Los fundadores de la ciencia moderna fueron al mismo tiempo filósofos y los grandes filósofos modernos fueron también hombres de ciencia. El francés genial que escribió el «Discurso del Método» abriendo a la filosofía nuevos horizontes fue el mismo que descubrió la geometría analítica, [9] y el gran Leibnitz que ideó la teoría de las mónadas y los nuevos ensayos que trazaron los límites del empirismo fue también quien conjuntamente con Newton inventó el cálculo infinitesimal. También Newton figura en toda buena historia de la filosofía, y Manuel Kant, que es la figura cimera del pensamiento filosófico moderno hizo notables aportes al progreso científico no siendo el menor el de su célebre hipótesis sobre el origen del sistema solar.
========================
**PROBLEMA BREVE 1**
Transcribe sin cambios las líneas de las entradas que empiezan en la que contiene "The service MUST place one dot on the side mirror, one" y siguen hasta la que contiene "x=96, y=127", ambas incluidas.

[Registros de una colección]
========================
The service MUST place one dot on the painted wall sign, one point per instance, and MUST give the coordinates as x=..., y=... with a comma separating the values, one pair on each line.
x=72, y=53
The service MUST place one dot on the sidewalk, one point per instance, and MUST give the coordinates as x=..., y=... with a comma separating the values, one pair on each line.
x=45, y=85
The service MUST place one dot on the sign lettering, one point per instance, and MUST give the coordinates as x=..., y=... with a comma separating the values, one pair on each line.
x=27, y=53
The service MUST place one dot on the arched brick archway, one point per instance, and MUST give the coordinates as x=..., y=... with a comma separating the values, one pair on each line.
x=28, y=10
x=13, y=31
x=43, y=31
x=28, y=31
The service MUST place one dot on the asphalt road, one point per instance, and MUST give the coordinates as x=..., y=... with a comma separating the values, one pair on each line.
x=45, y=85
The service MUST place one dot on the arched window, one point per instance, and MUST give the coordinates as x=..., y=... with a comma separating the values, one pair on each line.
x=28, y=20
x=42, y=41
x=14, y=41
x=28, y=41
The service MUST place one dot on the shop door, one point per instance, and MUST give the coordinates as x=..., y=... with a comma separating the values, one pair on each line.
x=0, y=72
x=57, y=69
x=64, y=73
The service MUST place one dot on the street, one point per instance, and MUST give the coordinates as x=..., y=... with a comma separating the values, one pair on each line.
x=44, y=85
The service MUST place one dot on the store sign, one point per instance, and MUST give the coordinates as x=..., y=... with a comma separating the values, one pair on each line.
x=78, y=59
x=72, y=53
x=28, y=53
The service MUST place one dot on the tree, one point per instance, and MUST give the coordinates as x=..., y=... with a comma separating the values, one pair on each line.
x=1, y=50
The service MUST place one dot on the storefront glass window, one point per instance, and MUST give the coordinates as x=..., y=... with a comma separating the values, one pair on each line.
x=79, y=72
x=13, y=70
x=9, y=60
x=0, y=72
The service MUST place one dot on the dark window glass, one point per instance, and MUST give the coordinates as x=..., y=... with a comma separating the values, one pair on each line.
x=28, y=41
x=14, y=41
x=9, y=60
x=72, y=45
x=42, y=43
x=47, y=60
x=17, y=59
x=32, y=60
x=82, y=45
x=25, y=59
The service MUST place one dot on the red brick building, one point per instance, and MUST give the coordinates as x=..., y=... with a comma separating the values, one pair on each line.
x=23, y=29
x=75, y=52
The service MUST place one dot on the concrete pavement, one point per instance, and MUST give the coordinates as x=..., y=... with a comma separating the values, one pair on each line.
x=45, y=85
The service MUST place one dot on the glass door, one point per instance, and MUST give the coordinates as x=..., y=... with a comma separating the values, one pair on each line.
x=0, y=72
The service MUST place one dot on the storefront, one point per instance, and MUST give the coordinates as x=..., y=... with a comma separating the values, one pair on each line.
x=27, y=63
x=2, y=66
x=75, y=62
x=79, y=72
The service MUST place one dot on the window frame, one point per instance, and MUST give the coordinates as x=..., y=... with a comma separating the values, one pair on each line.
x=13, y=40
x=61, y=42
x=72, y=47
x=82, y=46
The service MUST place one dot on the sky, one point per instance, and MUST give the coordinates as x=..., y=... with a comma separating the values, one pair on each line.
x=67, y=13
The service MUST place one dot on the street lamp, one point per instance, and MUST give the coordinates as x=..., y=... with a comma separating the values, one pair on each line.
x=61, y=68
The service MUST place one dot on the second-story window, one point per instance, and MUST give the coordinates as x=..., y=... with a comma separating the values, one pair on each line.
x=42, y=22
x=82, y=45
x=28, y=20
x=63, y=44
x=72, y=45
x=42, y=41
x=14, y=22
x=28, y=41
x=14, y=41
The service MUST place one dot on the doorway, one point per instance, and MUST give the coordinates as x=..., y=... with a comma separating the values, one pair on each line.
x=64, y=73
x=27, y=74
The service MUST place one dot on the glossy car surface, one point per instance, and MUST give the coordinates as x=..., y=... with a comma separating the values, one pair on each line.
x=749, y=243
========================
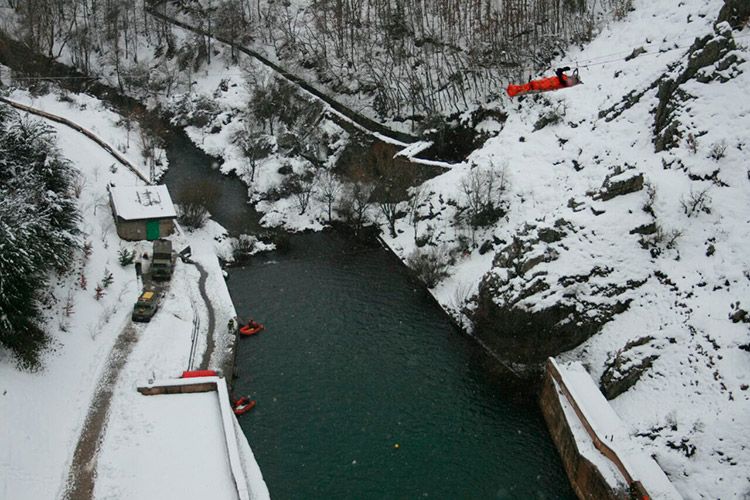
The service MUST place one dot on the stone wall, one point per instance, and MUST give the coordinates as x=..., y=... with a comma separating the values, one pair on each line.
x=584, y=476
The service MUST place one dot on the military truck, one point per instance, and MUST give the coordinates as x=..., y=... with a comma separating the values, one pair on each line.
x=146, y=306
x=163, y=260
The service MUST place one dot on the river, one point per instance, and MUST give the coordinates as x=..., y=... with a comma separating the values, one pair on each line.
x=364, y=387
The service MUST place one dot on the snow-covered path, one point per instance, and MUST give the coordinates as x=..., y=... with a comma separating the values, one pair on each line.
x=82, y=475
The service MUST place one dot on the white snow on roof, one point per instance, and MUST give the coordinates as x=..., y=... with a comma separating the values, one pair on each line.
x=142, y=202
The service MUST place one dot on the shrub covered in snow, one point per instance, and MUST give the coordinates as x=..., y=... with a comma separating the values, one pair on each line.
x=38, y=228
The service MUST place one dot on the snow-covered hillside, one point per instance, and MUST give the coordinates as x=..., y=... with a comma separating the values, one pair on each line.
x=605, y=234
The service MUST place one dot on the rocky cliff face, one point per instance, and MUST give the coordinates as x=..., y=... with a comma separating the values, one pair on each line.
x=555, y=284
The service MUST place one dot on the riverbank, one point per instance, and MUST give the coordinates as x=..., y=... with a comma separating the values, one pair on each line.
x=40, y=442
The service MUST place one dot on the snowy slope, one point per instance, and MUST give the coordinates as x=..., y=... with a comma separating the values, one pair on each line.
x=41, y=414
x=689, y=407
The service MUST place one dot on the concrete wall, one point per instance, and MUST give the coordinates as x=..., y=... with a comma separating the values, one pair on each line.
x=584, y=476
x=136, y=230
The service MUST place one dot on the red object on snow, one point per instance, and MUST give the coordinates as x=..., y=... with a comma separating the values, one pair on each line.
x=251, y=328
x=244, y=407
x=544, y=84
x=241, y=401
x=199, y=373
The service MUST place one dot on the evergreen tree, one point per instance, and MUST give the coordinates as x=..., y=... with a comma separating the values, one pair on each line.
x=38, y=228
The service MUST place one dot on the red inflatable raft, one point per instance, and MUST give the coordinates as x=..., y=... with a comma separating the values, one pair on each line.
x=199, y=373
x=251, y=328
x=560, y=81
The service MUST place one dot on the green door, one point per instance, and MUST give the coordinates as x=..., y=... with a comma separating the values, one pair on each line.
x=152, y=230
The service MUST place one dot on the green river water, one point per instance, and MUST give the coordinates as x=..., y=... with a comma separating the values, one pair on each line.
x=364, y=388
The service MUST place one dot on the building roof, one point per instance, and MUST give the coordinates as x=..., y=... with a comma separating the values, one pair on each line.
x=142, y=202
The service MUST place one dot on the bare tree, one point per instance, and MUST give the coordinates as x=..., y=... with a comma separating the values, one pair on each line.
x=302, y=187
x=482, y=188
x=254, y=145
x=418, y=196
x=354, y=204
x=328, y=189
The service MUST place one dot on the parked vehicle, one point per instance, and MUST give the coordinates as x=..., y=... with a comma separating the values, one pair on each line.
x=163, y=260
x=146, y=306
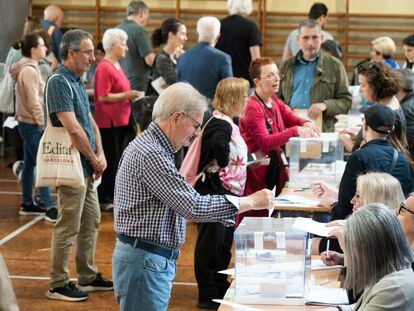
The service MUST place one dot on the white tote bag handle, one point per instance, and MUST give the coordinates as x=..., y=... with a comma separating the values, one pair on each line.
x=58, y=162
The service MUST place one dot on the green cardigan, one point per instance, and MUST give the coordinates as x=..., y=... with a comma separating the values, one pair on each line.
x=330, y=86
========================
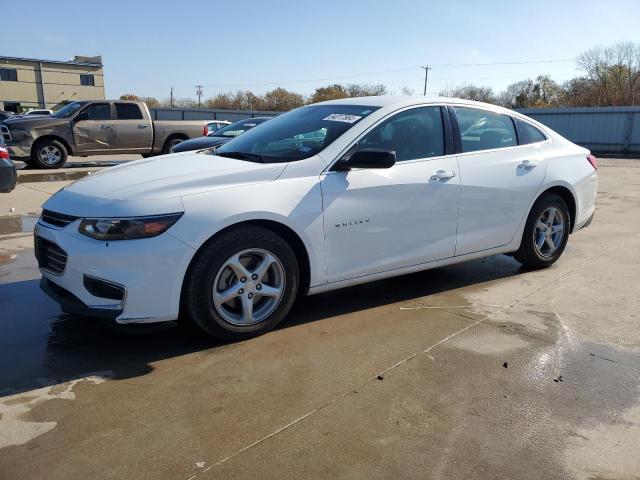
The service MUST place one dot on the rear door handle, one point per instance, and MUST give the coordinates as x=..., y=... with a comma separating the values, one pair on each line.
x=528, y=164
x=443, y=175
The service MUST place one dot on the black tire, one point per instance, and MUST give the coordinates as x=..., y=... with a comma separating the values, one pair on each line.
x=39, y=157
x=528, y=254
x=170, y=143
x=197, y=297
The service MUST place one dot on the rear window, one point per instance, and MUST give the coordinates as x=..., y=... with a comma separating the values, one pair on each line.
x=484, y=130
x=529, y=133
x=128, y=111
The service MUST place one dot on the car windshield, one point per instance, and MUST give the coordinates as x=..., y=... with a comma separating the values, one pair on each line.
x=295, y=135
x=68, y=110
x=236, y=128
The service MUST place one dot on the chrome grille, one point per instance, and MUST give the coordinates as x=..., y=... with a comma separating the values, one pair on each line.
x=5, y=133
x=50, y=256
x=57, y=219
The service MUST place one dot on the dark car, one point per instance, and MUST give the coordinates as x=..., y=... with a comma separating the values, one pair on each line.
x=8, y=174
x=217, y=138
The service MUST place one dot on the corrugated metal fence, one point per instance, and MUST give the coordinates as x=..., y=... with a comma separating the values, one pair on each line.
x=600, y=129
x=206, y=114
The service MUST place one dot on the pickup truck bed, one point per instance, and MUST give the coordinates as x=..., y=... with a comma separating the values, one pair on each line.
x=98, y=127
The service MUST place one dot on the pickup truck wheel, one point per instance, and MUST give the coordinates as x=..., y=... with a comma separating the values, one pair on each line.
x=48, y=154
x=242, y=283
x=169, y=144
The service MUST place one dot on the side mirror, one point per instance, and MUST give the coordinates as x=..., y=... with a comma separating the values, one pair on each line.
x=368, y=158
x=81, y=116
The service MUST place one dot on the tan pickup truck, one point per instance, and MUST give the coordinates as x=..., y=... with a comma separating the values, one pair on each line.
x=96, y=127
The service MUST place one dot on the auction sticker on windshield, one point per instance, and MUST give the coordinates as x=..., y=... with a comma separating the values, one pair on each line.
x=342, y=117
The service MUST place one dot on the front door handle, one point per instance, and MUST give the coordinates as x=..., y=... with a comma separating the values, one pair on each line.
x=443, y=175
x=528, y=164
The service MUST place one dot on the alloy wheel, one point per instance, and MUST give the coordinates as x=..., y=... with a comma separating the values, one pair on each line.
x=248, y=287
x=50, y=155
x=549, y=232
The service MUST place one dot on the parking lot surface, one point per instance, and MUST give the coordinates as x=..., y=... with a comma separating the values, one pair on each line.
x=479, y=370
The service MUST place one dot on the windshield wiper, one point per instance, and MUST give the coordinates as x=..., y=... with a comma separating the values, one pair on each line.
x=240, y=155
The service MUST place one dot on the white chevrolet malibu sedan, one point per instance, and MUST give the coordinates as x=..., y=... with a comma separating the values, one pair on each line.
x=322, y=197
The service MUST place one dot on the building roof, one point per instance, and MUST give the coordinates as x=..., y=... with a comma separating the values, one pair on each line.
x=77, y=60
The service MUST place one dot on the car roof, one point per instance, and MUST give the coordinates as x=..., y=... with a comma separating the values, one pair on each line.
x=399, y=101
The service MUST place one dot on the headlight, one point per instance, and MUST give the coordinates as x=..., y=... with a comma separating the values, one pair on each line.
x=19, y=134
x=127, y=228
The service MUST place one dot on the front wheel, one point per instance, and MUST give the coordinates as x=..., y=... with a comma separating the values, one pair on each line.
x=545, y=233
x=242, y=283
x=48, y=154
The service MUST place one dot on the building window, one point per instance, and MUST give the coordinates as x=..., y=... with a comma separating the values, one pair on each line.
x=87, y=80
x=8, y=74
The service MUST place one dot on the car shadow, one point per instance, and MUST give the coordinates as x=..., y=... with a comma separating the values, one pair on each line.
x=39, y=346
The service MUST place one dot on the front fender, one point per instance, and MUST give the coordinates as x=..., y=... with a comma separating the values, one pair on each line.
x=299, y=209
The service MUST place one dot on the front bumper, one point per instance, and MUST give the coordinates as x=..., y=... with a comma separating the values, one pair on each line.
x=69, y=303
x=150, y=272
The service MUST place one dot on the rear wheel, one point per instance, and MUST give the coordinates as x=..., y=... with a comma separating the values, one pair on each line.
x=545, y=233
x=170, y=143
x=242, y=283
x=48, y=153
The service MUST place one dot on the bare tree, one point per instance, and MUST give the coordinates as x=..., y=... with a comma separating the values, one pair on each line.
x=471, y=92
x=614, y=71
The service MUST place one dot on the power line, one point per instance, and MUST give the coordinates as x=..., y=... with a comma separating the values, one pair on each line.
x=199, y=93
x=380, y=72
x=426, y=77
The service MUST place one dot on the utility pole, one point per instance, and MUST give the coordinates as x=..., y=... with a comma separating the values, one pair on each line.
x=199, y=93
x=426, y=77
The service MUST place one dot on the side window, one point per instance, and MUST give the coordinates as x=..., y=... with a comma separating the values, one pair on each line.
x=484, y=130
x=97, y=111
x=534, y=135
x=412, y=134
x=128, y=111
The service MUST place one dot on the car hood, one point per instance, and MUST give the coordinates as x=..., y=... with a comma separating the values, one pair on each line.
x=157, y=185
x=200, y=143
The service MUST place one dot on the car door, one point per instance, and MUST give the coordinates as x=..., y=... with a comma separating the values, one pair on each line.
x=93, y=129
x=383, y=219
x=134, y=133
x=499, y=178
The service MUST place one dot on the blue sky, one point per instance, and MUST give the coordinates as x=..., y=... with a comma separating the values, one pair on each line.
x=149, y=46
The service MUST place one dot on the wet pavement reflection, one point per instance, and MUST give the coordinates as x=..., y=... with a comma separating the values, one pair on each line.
========================
**PROBLEMA BREVE 2**
Resume en forma de lista el párrafo del fragmento sobre ciencia y filosofía que comienza con "Los fundadores de la ciencia moderna", conservando sus datos principales.

**RESPUESTA 1**
The service MUST place one dot on the side mirror, one point per instance, and MUST give the coordinates as x=..., y=... with a comma separating the values, one pair on each line.
x=368, y=158
x=81, y=116
The service MUST place one dot on the tan pickup truck, one point per instance, and MUST give the coordinates as x=..., y=... with a comma separating the values, one pair on each line.
x=96, y=127

**RESPUESTA 2**
Los fundadores de la ciencia moderna fueron también filósofos, y los grandes filósofos modernos fueron también hombres de ciencia:
- El francés que escribió el «Discurso del Método» descubrió además la geometría analítica.
- Leibnitz, creador de la teoría de las mónadas y de los nuevos ensayos que trazaron los límites del empirismo, inventó con Newton el cálculo infinitesimal.
- Newton figura en toda buena historia de la filosofía.
- Kant, figura cimera del pensamiento filosófico moderno, hizo notables aportes a la ciencia, entre ellos su célebre hipótesis sobre el origen del sistema solar.